### GIVEN REQUEST
Select every row below that contains the word "target", and copy each of those rows in full.

### PROVIDED DATA
________________
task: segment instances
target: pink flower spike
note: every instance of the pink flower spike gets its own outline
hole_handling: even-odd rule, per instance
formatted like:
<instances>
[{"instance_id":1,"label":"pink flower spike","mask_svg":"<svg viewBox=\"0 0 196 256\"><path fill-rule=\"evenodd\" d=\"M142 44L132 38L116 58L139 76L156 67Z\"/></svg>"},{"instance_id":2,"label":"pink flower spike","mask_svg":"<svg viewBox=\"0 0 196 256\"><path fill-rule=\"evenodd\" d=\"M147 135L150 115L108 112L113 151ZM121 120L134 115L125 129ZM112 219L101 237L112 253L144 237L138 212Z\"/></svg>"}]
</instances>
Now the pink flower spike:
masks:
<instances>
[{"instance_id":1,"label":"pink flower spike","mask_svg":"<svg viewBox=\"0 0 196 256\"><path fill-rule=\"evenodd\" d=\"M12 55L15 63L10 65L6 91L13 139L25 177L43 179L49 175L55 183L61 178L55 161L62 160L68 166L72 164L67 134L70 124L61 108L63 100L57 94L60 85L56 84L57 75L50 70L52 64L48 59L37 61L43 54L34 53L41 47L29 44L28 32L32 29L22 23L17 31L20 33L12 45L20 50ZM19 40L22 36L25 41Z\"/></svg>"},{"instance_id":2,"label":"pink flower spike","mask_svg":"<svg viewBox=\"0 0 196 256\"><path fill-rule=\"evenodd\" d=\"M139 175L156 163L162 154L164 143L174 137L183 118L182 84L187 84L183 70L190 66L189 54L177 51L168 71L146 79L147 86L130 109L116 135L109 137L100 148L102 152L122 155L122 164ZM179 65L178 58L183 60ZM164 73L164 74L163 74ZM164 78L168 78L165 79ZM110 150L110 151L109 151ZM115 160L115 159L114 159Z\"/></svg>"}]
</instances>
________________
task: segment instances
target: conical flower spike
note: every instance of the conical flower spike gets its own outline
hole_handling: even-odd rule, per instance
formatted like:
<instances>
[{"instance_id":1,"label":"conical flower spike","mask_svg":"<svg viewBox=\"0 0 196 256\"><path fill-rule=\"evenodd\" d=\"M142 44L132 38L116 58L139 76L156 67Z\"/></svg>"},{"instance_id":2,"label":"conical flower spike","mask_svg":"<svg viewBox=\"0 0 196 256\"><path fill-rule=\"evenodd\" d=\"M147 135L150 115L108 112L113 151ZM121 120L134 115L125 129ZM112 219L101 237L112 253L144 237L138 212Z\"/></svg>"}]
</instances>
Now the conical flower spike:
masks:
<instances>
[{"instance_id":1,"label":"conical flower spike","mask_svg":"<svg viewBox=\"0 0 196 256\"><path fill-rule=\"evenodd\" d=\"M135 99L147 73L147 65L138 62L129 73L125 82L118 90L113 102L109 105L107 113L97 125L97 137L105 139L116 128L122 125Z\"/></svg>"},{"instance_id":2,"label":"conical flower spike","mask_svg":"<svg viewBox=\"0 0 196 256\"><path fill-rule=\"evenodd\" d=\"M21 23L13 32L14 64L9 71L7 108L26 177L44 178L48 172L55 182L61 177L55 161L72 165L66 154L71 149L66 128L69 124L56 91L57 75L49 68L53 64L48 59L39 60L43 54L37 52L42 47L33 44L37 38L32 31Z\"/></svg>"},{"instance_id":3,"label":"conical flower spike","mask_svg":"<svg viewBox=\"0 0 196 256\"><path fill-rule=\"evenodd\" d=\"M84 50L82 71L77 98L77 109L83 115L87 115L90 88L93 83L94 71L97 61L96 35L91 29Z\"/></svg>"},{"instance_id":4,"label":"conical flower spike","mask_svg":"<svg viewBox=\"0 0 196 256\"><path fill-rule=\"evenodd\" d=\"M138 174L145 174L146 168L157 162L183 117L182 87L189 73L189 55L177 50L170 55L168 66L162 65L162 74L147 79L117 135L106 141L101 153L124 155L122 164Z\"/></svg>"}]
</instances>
________________
### WRITTEN ANSWER
target: pink flower spike
target: conical flower spike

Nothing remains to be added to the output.